Write the next part of the passage below that summarizes the merger agreement's covenants, starting after its final sentence.

## TEXT PROVIDED

........

Stockholder Approval. If Company stockholder approval of the Merger is
required by law, the Company has agreed to, as promptly as practicable
following the expiration of the Offer, duly call, give notice of, convene and
hold a meeting of its stockholders (the "Stockholders Meeting") for the
purpose of obtaining such approval. If a Stockholders Meeting is required, the
Company will use all reasonable efforts to prepare and file a Proxy Statement
(the "Proxy Statement") with the SEC and shall use all reasonable efforts to
obtain and furnish the information required to be included in the Proxy
Statement and, after consultation with Parent and Purchaser, respond promptly
to any comments of the SEC or its staff with respect to the Proxy Statement or
any preliminary version of the Proxy Statement and to cause the Proxy
Statement to be mailed to the Company's stockholders as promptly as
practicable after the expiration or termination of the Offer. Subject to its
fiduciary duties under applicable law and after consultation with counsel, the
Company shall, through the Company Board, recommend that the stockholders of
the Company vote in favor of the approval and adoption of the Merger Agreement
and the Merger. At the Stockholders Meeting, Parent, Purchaser and their
subsidiaries will vote all Common Shares and all Preferred Shares owned by
them in favor of approval and adoption of the Merger Agreement and in favor of
the Merger.
Access to Information. The Merger Agreement provides that from the date of
the Merger Agreement until the Effective Time, the Company will, and will
cause each of its subsidiaries to, give Parent and its representatives
reasonable access, during normal business hours, to the employees, plants,
offices, warehouses and other facilities, books and records of the Company and
its subsidiaries, and will furnish to Parent and its representatives financial
and operating data and other information concerning the business of the
Company and its subsidiaries as Parent may reasonably request. All information
obtained by the Parent and its representatives will be kept confidential in
accordance with the confidentiality provisions of the Confidentiality
Agreement between Parent and the Company. Between the date of the Merger
Agreement and the Effective Time, the Company has agreed to furnish to Parent
with certain quarterly statements of financial information.
Further Actions. Pursuant to the Merger Agreement, each of Parent, Purchaser
and the Company has agreed to use all reasonable efforts to take, or cause to
be taken, all reasonable actions necessary, proper or advisable, and to
reasonably cooperate with each other in order to consummate and make effective
the transactions contemplated by the Merger Agreement, including using all
reasonable efforts: (i) to obtain all necessary waivers, consents and
approvals from other parties to material loan agreements, leases and other
contracts, (ii) to obtain all consents, approvals and authorizations that are
required to be obtained under any federal, state, local or foreign law or
regulation, (iii) to lift or rescind any injunction or restraining order or
other order adversely affecting the ability of the parties to the Merger
Agreement to consummate the transactions contemplated thereby, (iv) to effect
all necessary registrations and filings including, but not limited to, filings
and submissions of information requested or required by any domestic or
foreign government or governmental or multinational authority, including,
without limitation, the Antitrust Division of the United States Department of
Justice (the "Antitrust Division"), the Federal Trade Commission (the "FTC"),
any State Attorney General, or the European Commission, and (v) to fulfill all
conditions to the Merger Agreement. Parent, Purchaser and the Company have
further covenanted and agreed, with respect to a threatened or pending
preliminary or permanent injunction or other order, decree or ruling or
statute, rule, regulation or executive order that would adversely affect the
ability of the parties to the Merger Agreement to consummate the transactions
contemplated thereby, to use efforts to prevent the entry, enactment or
promulgation thereof, as the case may be. In furtherance
26
and not in limitation of the foregoing, the Company, Parent and Purchaser
shall use their respective best efforts to resolve such objections, if any, as
may be asserted with respect to the transactions contemplated by the Merger
Agreement under any antitrust, competition or trade regulatory laws of any
domestic or foreign government or governmental authority or any multinational
authority, or any regulations issued thereunder. Without limiting the
foregoing, if requested by any governmental authority, Parent and the Company
shall agree to divest, sell, dispose, or otherwise take or commit to take any
action that limits its freedom of action with respect to any of the
businesses, product lines or assets of Parent or its affiliates, the Company
or its affiliates, provided that any such action would not have a material
adverse effect on the business, assets, long-term earning capacity or
financial condition of Parent and the Company (and their subsidiaries), taken
as a whole.

........

## RECORDS SUPPLIED
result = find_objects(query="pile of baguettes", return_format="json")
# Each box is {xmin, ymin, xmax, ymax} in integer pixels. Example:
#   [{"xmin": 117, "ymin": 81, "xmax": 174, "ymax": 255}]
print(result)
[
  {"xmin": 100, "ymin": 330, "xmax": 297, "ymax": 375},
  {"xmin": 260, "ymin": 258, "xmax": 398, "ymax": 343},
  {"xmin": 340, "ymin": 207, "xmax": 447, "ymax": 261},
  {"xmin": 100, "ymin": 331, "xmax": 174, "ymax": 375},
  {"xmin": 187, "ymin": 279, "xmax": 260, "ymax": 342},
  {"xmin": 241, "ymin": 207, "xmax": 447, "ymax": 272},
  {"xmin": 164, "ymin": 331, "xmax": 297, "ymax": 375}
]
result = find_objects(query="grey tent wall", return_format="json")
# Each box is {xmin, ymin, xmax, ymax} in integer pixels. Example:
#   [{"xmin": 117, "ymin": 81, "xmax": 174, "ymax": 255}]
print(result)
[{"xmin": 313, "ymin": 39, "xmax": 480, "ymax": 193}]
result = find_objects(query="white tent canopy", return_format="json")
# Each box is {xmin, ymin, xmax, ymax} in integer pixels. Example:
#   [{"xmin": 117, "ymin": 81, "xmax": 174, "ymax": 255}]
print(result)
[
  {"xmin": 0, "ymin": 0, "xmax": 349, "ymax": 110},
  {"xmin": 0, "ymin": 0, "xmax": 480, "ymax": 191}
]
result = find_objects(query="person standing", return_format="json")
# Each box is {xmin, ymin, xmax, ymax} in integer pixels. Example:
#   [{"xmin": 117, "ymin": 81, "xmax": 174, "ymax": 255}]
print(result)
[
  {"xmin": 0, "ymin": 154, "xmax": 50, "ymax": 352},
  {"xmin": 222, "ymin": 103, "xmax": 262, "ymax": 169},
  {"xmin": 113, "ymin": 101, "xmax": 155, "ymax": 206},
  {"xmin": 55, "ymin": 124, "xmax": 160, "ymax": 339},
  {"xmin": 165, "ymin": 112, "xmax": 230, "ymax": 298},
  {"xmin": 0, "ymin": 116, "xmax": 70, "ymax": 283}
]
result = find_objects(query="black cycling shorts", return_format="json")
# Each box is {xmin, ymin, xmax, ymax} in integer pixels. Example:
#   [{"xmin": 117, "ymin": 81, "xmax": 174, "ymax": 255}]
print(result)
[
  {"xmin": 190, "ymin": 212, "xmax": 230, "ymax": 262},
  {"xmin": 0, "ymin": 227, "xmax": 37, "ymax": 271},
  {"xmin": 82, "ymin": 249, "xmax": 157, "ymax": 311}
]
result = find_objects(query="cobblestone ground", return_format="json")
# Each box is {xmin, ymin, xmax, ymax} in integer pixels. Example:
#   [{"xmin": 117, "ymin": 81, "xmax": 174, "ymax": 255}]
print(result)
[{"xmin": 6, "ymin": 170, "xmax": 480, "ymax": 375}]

........

## TASK RESULT
Inquiries and Negotiations. The Merger Agreement provides that the Company
and its subsidiaries will, and will cause their respective officers,
directors, employees, representatives or agents to, refrain from directly or
indirectly, encouraging, soliciting, participating in, initiating discussions
or negotiations with, and to immediately cease any discussions or negotiations
with, or providing any information or data to anyone (other than Parent,
Purchaser or any designees of either entity) concerning any Third Party
Acquisition. The term "Third Party Acquisition" means: (i) the acquisition of
the Company by merger or otherwise by any person (including a "person" as such
term is defined under Section 13(d)(3) of the Exchange Act) other than Parent,
Purchaser, or any affiliate of Parent or Purchaser (each, a "Third Party"),
(ii) the acquisition by a Third Party of all or a major part of any of the
Company's business segments, as identified in the Company's SEC Reports or
more than 20% of the total assets of the Company and its subsidiaries taken as
a whole, (iii) the acquisition by a Third Party of 20% or more of the
outstanding Common Shares, (iv) the adoption by the Company of a plan of
liquidation or the declaration or payment of an extraordinary dividend, (v)
the repurchase by the Company or any of its subsidiaries of more than 20% of
the outstanding Common Shares, or (vi) the acquisition by the Company or any
subsidiary by merger, purchase of stock or assets, joint venture or otherwise
of a direct or indirect ownership interest or investment in any business whose
annual revenues, net income or assets is equal to or greater than 20% of the
annual revenues, net income or assets of the Company.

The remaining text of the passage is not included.